*REQUIRED ACTION*: Print all of the records. Exclude the images.

*DATA TO USE*:
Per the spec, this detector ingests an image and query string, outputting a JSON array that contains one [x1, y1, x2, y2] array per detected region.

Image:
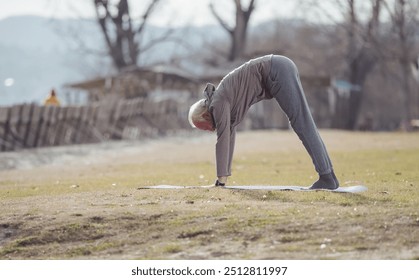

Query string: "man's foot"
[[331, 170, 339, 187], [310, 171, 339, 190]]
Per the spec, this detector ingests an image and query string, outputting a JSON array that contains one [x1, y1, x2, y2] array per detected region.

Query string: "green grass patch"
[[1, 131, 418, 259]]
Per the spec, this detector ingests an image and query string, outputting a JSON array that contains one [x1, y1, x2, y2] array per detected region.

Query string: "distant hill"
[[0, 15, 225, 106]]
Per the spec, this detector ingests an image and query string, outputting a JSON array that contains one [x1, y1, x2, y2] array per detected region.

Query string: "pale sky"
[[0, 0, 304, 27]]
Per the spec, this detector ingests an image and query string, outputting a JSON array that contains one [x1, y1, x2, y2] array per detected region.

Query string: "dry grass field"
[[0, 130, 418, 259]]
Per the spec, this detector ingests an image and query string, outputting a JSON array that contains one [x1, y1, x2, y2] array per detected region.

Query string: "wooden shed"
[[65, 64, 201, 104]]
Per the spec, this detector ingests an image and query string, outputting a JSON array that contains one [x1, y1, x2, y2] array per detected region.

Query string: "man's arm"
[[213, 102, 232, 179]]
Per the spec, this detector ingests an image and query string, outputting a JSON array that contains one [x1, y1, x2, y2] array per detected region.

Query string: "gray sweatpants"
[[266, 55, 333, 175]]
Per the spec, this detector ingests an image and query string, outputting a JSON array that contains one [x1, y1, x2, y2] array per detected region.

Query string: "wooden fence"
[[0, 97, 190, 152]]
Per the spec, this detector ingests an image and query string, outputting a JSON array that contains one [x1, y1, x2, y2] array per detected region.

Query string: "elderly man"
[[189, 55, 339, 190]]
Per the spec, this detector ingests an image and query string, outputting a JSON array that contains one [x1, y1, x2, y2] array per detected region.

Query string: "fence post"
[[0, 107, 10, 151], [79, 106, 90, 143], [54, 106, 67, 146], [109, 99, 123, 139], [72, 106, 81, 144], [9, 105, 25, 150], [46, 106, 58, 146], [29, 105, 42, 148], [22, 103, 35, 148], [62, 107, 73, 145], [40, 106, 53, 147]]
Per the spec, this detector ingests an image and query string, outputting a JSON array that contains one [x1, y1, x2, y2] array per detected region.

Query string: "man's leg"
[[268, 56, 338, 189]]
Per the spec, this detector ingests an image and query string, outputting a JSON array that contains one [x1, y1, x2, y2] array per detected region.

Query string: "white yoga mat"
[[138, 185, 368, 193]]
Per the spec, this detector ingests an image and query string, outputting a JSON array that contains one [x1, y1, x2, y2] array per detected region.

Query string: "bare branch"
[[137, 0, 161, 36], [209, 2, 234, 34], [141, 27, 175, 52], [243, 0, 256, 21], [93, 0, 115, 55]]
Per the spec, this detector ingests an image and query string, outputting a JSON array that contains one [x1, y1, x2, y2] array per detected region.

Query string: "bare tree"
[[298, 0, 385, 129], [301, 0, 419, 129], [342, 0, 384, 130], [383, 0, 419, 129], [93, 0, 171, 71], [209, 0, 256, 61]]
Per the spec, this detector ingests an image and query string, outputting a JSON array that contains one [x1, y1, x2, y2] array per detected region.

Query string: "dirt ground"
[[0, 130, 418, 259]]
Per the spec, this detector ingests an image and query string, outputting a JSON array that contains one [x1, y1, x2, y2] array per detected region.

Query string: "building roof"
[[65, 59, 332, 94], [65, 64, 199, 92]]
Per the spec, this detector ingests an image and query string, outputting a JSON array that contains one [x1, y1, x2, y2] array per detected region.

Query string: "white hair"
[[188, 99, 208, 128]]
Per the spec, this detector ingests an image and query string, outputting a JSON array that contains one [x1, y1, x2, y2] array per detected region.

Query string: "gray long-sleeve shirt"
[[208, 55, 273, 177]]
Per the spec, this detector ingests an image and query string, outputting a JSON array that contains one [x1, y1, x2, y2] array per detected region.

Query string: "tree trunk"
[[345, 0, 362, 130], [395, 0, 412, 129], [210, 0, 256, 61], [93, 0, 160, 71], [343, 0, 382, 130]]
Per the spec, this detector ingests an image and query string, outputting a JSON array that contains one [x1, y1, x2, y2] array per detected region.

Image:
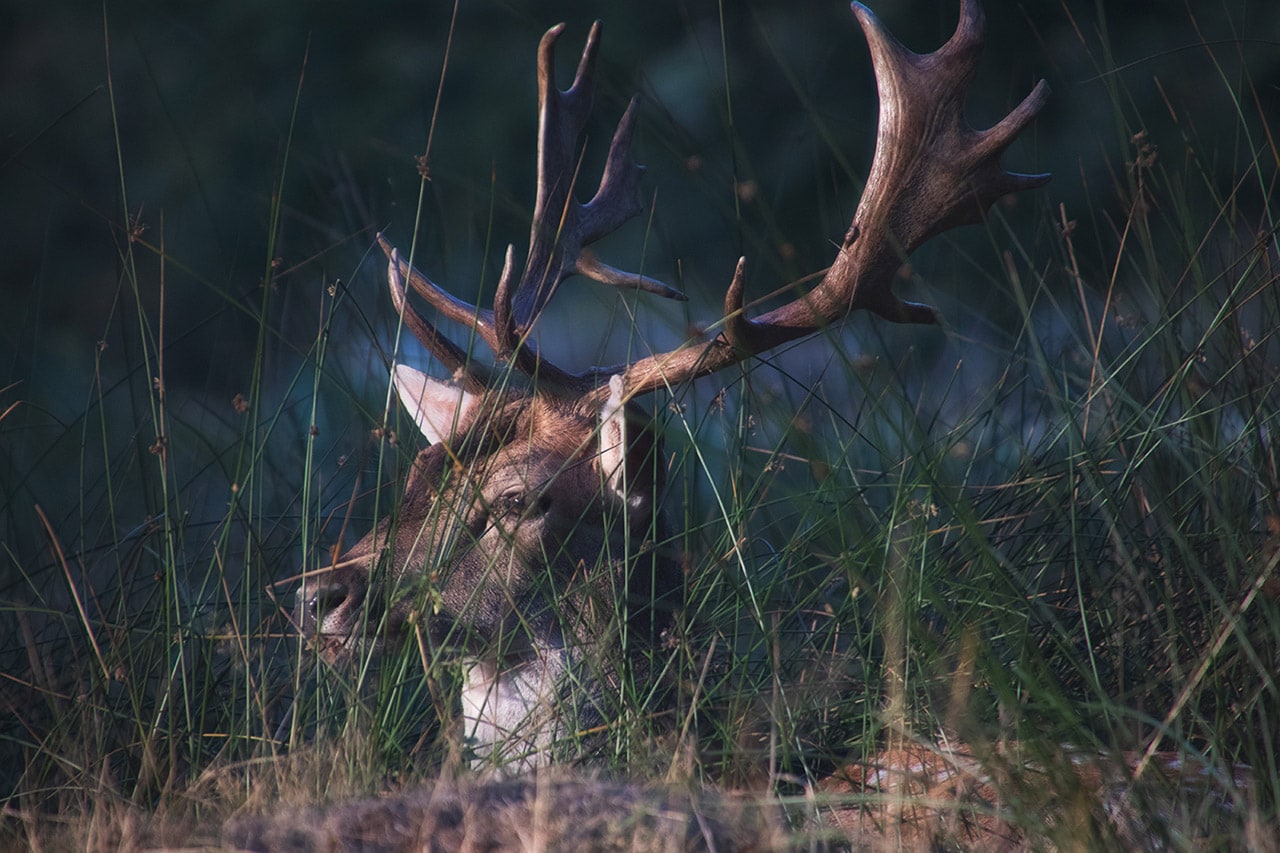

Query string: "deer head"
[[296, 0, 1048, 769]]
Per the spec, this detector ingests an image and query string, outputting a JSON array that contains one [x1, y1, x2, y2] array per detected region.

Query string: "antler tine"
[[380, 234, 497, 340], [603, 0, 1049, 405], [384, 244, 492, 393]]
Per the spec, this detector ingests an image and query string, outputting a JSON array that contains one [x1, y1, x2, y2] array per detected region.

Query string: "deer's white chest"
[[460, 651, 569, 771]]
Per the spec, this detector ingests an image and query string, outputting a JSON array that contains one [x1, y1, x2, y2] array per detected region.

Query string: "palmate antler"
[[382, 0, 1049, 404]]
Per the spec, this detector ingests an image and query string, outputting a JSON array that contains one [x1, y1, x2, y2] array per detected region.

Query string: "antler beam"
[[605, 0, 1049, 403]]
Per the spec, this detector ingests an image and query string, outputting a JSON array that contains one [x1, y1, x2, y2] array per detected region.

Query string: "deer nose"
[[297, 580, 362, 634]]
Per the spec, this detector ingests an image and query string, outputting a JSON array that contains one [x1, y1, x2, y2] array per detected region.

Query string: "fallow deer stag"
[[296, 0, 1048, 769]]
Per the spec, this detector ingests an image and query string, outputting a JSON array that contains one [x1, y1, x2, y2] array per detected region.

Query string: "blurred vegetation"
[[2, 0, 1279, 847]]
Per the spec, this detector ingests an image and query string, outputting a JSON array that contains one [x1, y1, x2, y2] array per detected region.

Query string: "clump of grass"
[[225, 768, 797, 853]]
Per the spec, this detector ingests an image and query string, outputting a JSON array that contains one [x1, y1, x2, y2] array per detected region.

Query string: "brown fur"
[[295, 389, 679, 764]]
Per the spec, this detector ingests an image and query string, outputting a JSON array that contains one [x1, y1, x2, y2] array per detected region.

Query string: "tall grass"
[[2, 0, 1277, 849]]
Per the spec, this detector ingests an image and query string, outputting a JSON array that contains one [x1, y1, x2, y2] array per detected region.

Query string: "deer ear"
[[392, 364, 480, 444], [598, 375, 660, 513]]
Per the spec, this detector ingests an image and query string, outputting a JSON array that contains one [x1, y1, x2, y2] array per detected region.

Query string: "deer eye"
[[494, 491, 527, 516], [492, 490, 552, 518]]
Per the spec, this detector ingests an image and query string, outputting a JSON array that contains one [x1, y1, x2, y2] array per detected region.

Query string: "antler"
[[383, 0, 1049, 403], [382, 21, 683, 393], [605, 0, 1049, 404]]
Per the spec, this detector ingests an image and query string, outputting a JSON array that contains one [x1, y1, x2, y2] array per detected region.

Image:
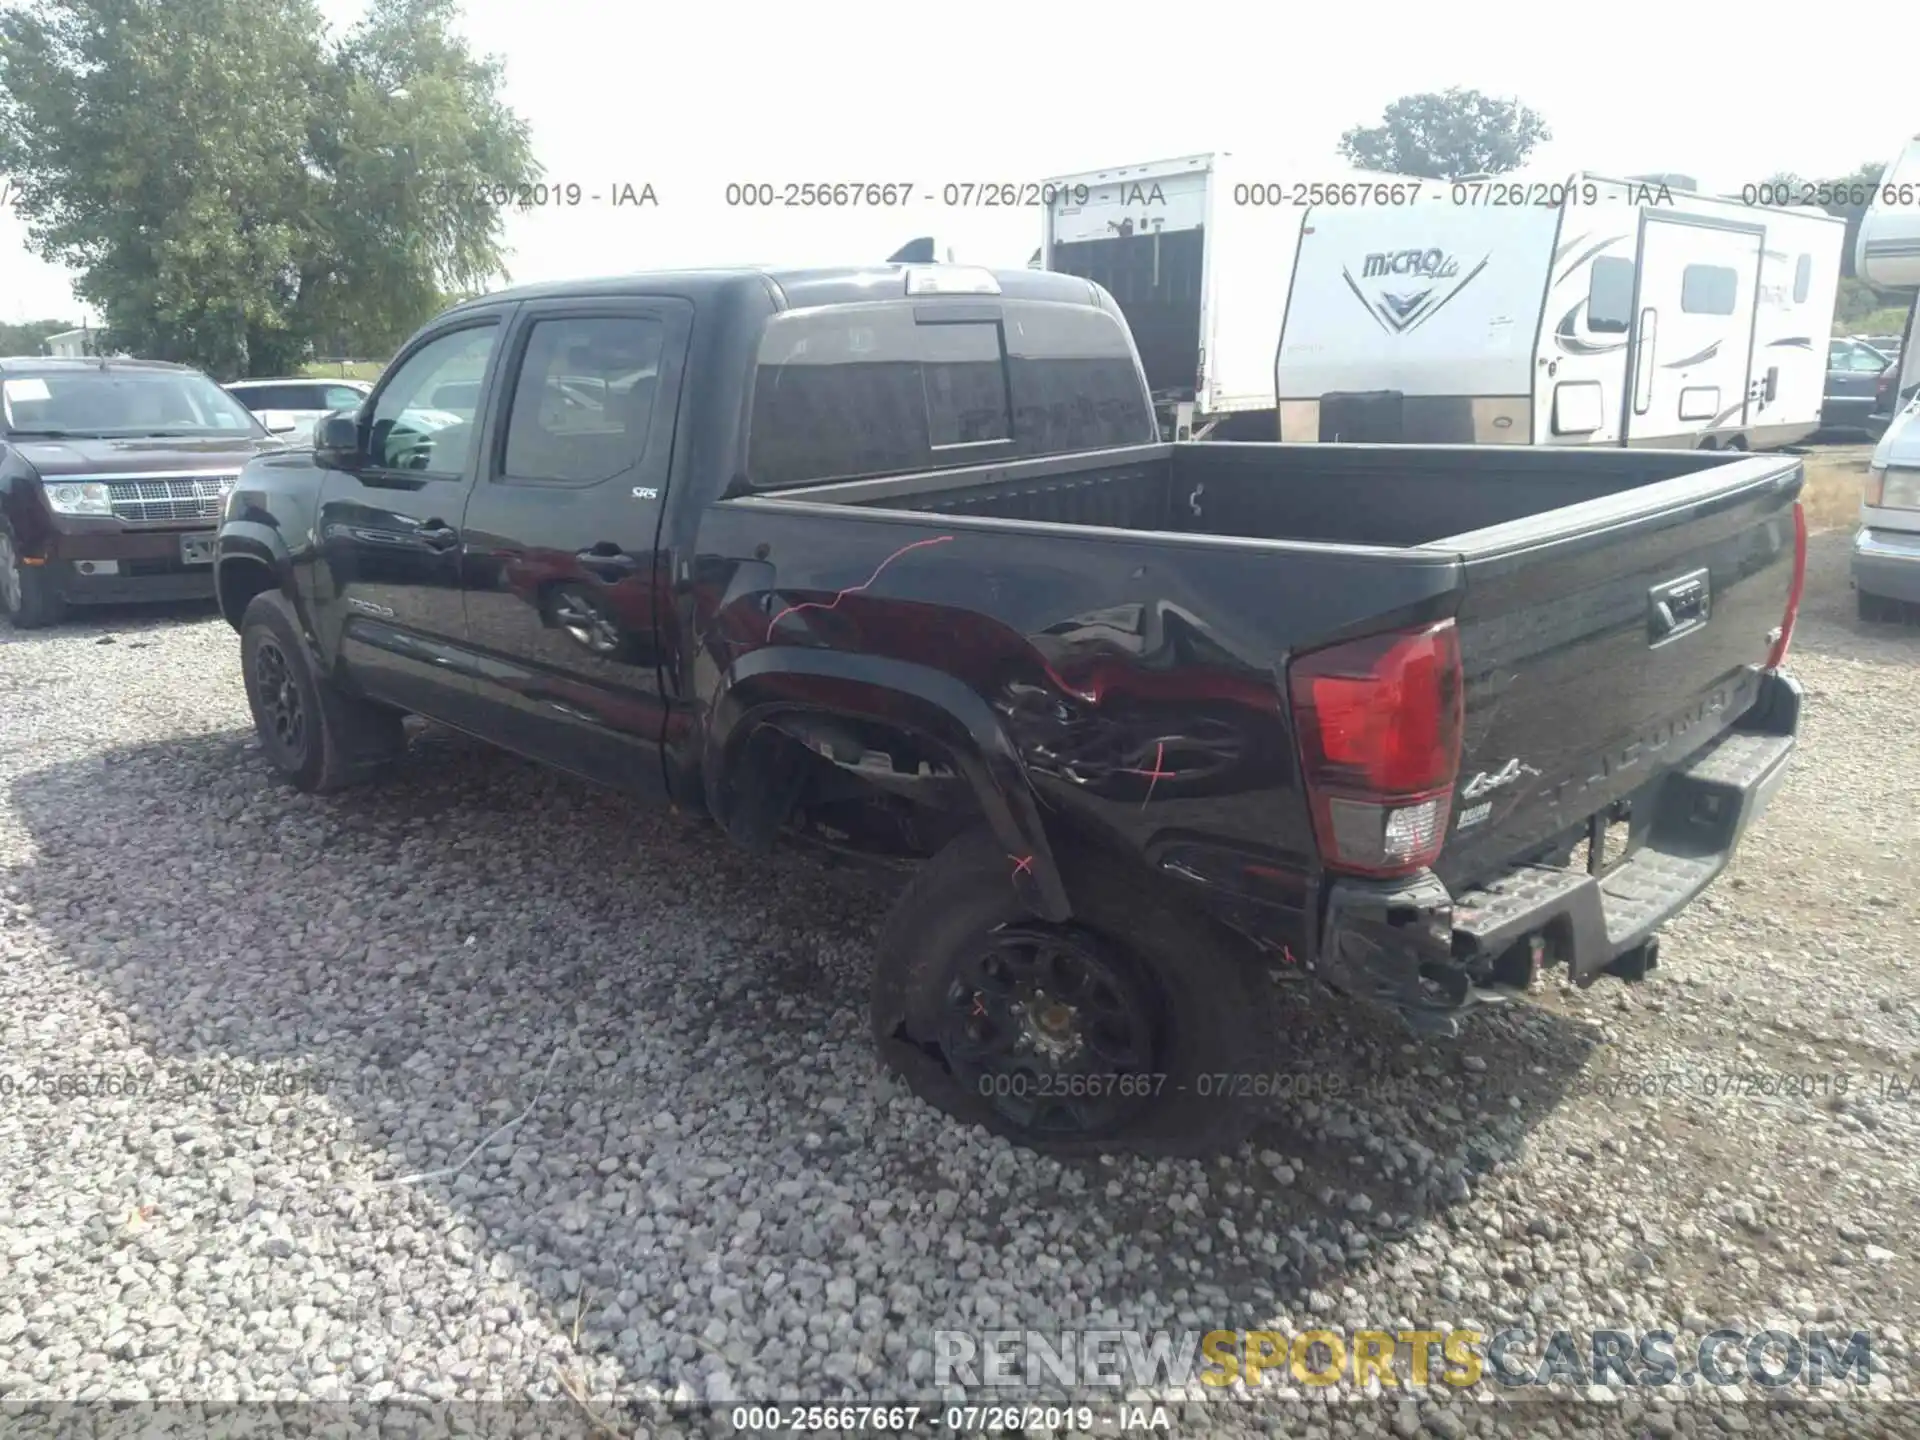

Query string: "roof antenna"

*REPLY TO THE EXERCISE*:
Per the spec, this detector ingests an image and query string, outputting a JSON array that contains one [x1, y1, x2, y2] array per detected region.

Image:

Query string: "man's foot"
[[331, 170, 339, 187], [310, 171, 339, 190]]
Per the spec, this detector ingests an image and query string, outputting a JSON array that contains one [x1, y1, x2, y2] array per detected region.

Query string: "green grass patch"
[[1, 131, 418, 259]]
Per the spec, this detector ingests an image and query string, outputting a JSON array that contains one [x1, y1, x2, y2] array per detected region.

Query string: "distant hill"
[[0, 15, 225, 106]]
Per the spec, this detector ingests an image and query string, outputting a JSON array that contains one [x1, y1, x2, y2] array per detected region.

Query string: "pale sky"
[[0, 0, 304, 27]]
Per the spec, this detector ingests an image and query string, outputting a JSON array that contains one [x1, y1, x2, y2] array per detected region.

Query string: "dry grass field"
[[0, 130, 418, 259]]
Per the spec, this detector ingests an image and query string, outputting a JSON array that contains one [x1, y1, x2, y2] array per detected region.

Query string: "wooden shed"
[[65, 64, 201, 104]]
Per the spec, this detector ingests an image and query string, outputting a JSON array that contains one [x1, y1, x2, y2] array per detected region.

Query string: "man's arm"
[[213, 102, 232, 179]]
Per the spec, this detector ingests an image and query string, outputting a JSON array that contains one [x1, y1, x2, y2] array per detected region.

Query string: "gray sweatpants"
[[266, 55, 333, 175]]
Per the spec, this detector ingests an image and query string, outputting a JSON array that contains one [x1, y1, x2, y2] array per detected region.

Query string: "wooden fence"
[[0, 97, 190, 152]]
Per the spec, this detector ingests an image and query string, outputting a JSON array that contains one [x1, y1, x2, y2] array per detected region.

Query string: "elderly man"
[[189, 55, 339, 190]]
Per the spec, this detector ingests an image and query string, outputting a JSON array that contains one [x1, y1, x2, y2] array per detected region.

Query string: "fence post"
[[0, 107, 10, 151], [79, 106, 90, 143], [54, 106, 67, 146], [109, 99, 123, 139], [72, 106, 81, 144], [9, 105, 25, 150], [46, 106, 58, 146], [29, 105, 42, 148], [22, 103, 35, 148], [62, 107, 73, 145], [40, 106, 53, 147]]
Per the spec, this detector ingests an image and query string, outputting a JSON array that contains one [x1, y1, x2, y2] array per detected region.

Query string: "man's leg"
[[268, 56, 338, 189]]
Per the spec, this detector ingests an image and query string, outputting a JSON array that contains one [x1, y1, x2, y2] array per detected region.

Query string: "white yoga mat"
[[138, 185, 368, 193]]
Per the spec, this detector ingests an image and query string, outputting a JSON array that contains one [x1, y1, x2, y2] array per detected region.

Query string: "bare branch"
[[137, 0, 161, 36], [209, 2, 234, 34], [141, 27, 175, 52], [243, 0, 256, 21], [93, 0, 115, 55]]
Per the spec, this detector ingests an image and query string, outputting a JSON array that contains one [x1, y1, x2, y2] array per detected region.

Query string: "bare tree"
[[298, 0, 385, 129], [301, 0, 419, 129], [342, 0, 384, 130], [383, 0, 419, 129], [93, 0, 171, 71], [209, 0, 256, 61]]
Per the spec, this detector ingests an image and query string, outputting a JSON array that contains one [x1, y1, x2, y2] array per detected region.

Query string: "dirt ground"
[[0, 130, 418, 259]]
Per the spec, this detector ingests an image and query string, outputting a JSON array that contains one [x1, y1, x2, y2] array per detected region.

Query string: "building roof"
[[65, 59, 332, 94], [65, 64, 199, 92]]
Per the spec, this detector ingests an image and query string, outputting a JSON array that contains one [x1, y1, x2, y2] array per detected region.

Query string: "white hair"
[[188, 99, 208, 128]]
Per the spec, this detector ingests an image and query string, outputting a JSON array that contains one [x1, y1, x2, y2] array per detected region.

Query string: "gray long-sleeve shirt"
[[208, 55, 273, 177]]
Per the spec, this detector ingests an image and query string, outputting a JSON array that contains one [x1, y1, x2, y2] array per detected region.

Query string: "tree trunk"
[[345, 0, 362, 130], [395, 0, 412, 129], [210, 0, 256, 61], [93, 0, 160, 71], [343, 0, 382, 130]]
Per the spec, this detector ingests an image and query string, outputting a JSON array that contains one [x1, y1, x2, y2] array per detected region.

Image:

Query string: "deer head"
[[296, 0, 1048, 769]]
Per the spec, this detector ingests an image and query string, outputting a JSON array that contains one [x1, y1, x2, y2] array per detected region.

Query string: "antler tine"
[[380, 234, 497, 340], [603, 0, 1049, 405], [384, 244, 492, 393]]
Per the spec, this detector ingests an image and query string, outputting a JSON array that contains one [x1, y1, x2, y2] array per detected region.

Query string: "deer's white chest"
[[460, 651, 569, 771]]
Per the spec, this detector ingests an image and query string, outputting a JSON array that contains one [x1, y1, x2, y2] array per detected region.

Query string: "palmate antler"
[[382, 0, 1049, 404]]
Per the spec, this detector ingests an image and query string, outputting a JSON array that contains one [x1, y1, x2, y2] array per detected region.

Query string: "antler beam"
[[605, 0, 1049, 403]]
Per the spec, this detector ingests an image and query string, outputting a JSON array that contains one [x1, y1, x2, y2] array per detected region.

Query string: "deer nose"
[[297, 580, 362, 634]]
Per the spec, this detector ingests an image and query string, outputting a JSON array that contains one [x1, y1, x2, y2] array per detected region.

Query string: "fallow deer stag"
[[296, 0, 1048, 769]]
Per the spec, this detector ingests an image and query string, outputting a JSON array that contains one [x1, y1, x2, y2] array per detected region.

Query string: "blurred vegetation"
[[2, 0, 1279, 847]]
Per the spec, this detector ingests an image and query string, outputting a JSON array that contains one [x1, y1, x2, y2] array per detected region.

Query string: "clump of grass"
[[225, 768, 797, 853]]
Per the spec, this detector ingests an image and query string, outputting a JSON array that contains one [x1, y1, x2, y2] array per detected region.

Query string: "brown fur"
[[295, 389, 679, 764]]
Per the spec, this detector ingests an image and query string, outputting a JSON array that contains one [x1, y1, x2, y2] array per detected region.

Query string: "tall grass"
[[2, 0, 1277, 849]]
Per the spec, this detector ingests an image and query string, outputting a JSON array that contains one [x1, y1, x2, y2] array per detected region.

Query string: "deer ear"
[[392, 364, 480, 444], [598, 375, 660, 513]]
Per the spec, this detector ingests an image and query string, outputting a JSON array that contains one [x1, y1, x2, y2] array per detected region.

Query string: "deer eye"
[[494, 491, 527, 516], [492, 490, 552, 518]]
Per the spec, this detector ingests an image and query string, outputting a JSON array that contains one [x1, y1, x2, y2] array per detected region.

Query string: "antler"
[[383, 0, 1049, 403], [382, 21, 683, 393], [605, 0, 1049, 404]]
Per the spec, this detector ingests an image and query string, outputting a JSON array that contains one [x1, y1, x2, y2] array per detected region.

Image:

Query string: "roof antenna"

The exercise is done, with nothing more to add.